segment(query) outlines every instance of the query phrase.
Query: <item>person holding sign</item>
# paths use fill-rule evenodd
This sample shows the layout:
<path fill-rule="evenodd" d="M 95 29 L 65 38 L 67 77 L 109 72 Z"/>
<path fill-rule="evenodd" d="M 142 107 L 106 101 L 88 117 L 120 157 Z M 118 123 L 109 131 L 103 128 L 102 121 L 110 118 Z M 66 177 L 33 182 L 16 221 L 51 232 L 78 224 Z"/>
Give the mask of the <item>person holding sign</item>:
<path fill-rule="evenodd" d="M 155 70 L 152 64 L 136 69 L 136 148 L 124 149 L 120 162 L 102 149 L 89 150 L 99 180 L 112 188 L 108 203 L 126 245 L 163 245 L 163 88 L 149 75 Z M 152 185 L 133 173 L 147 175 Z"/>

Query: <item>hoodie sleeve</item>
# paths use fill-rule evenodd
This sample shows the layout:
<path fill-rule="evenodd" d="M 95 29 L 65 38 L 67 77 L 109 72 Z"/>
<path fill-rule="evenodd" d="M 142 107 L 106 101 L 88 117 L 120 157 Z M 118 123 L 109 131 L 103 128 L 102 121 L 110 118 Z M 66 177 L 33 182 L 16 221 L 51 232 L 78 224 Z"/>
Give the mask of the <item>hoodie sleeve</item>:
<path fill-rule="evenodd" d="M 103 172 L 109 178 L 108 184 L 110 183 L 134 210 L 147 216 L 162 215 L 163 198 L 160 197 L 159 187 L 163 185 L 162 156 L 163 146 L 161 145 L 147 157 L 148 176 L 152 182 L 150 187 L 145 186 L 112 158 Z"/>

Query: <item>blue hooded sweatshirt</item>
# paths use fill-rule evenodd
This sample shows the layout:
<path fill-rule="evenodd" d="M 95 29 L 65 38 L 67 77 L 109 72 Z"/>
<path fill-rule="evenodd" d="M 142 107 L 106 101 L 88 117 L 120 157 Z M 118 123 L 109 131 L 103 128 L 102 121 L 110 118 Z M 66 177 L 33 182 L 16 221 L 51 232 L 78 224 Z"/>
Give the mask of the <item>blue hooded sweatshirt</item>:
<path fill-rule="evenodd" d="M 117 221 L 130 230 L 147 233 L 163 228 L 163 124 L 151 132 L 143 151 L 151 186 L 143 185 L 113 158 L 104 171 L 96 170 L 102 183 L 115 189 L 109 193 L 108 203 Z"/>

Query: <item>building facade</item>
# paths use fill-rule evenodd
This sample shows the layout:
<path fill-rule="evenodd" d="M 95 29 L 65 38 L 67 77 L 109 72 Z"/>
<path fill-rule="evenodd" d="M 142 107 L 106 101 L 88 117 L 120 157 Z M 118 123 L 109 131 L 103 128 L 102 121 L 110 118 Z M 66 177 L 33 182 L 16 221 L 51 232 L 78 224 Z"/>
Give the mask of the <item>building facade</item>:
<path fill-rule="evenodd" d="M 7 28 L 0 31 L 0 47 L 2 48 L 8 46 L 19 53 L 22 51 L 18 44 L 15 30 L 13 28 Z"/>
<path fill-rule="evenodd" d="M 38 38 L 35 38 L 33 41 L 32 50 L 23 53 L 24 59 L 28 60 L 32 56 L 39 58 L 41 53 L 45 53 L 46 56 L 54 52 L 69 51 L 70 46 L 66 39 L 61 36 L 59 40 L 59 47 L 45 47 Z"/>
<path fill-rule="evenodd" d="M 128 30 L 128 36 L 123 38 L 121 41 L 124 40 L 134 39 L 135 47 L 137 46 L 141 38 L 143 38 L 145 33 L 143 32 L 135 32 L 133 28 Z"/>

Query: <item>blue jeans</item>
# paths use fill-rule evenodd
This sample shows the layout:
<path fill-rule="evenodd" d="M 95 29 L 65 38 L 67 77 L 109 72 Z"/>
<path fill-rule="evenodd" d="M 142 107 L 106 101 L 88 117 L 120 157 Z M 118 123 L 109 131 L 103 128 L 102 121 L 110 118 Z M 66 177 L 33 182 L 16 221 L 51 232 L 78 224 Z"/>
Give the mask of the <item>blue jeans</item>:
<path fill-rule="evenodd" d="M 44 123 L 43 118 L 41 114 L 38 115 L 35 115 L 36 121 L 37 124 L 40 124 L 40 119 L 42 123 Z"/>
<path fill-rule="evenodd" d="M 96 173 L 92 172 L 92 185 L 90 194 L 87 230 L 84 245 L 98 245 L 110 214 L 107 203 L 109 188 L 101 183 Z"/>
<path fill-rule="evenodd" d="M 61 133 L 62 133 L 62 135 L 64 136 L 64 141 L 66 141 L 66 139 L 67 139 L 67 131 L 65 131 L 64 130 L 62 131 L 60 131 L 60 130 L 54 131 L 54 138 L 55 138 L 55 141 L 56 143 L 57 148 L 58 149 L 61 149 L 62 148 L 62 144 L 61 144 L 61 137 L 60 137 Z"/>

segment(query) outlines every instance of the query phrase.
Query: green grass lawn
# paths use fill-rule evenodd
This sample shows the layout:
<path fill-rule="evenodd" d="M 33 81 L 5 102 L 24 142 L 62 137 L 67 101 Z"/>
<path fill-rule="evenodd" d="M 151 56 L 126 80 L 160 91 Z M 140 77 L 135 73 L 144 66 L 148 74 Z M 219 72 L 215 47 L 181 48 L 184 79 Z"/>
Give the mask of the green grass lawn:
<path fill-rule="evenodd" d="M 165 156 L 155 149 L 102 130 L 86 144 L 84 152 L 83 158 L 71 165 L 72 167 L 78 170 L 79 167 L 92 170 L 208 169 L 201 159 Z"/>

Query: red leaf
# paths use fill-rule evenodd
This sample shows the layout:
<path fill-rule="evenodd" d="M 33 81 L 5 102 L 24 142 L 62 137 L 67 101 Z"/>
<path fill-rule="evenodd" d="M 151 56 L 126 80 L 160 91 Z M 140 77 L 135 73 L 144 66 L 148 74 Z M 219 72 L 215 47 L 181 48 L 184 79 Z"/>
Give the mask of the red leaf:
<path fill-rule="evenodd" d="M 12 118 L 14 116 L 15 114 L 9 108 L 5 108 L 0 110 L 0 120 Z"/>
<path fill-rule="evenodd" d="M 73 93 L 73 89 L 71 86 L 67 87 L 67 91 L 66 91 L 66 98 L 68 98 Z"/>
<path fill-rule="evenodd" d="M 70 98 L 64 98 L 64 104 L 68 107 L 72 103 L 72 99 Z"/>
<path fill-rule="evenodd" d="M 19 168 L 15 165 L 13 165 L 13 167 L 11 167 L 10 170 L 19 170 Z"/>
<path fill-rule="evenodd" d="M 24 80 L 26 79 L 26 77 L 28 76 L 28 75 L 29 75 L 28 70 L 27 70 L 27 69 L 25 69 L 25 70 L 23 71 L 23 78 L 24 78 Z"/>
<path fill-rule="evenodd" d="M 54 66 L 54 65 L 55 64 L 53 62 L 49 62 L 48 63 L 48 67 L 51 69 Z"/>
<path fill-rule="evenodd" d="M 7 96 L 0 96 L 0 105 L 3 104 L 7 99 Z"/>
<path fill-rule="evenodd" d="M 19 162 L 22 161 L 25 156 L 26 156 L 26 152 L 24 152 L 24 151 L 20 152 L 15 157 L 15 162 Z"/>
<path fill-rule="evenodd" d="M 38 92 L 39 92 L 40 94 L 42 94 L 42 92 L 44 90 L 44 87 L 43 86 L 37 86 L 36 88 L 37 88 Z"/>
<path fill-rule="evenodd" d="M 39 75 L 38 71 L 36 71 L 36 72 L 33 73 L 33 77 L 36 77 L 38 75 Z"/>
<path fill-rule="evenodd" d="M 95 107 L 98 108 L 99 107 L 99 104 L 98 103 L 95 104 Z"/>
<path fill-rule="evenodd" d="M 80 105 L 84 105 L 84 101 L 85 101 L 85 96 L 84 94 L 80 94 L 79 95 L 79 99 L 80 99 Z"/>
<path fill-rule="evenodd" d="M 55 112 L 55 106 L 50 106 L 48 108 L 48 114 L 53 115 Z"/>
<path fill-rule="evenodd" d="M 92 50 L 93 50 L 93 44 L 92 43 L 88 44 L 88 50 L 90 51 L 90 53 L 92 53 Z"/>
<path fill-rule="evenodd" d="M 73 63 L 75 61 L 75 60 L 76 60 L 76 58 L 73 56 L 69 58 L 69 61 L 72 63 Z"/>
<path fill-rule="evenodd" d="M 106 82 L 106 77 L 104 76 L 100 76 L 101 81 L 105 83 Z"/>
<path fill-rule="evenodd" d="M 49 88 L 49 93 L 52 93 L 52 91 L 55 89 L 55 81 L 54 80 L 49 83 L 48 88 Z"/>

━━━━━━━━━━━━━━━━━━━━

> **What this task involves**
Print everything from the line containing "Query: red leaf" down to the line containing "19 168 L 15", both included, reproducing each line exactly.

> **Answer to this problem**
Query: red leaf
# paths use fill-rule evenodd
This sample shows the layout:
<path fill-rule="evenodd" d="M 33 81 L 5 102 L 24 142 L 62 137 L 67 101 Z"/>
<path fill-rule="evenodd" d="M 151 56 L 126 80 L 160 91 Z M 140 77 L 135 73 L 144 66 L 148 74 Z M 219 72 L 215 47 L 181 48 L 184 79 Z"/>
Give the mask of the red leaf:
<path fill-rule="evenodd" d="M 12 118 L 14 116 L 15 114 L 9 108 L 5 108 L 0 110 L 0 120 Z"/>
<path fill-rule="evenodd" d="M 73 93 L 73 89 L 71 86 L 67 87 L 67 91 L 66 91 L 66 98 L 68 98 Z"/>
<path fill-rule="evenodd" d="M 70 98 L 64 98 L 64 104 L 68 107 L 72 103 L 72 99 Z"/>
<path fill-rule="evenodd" d="M 19 168 L 15 165 L 13 165 L 13 167 L 11 167 L 10 170 L 19 170 Z"/>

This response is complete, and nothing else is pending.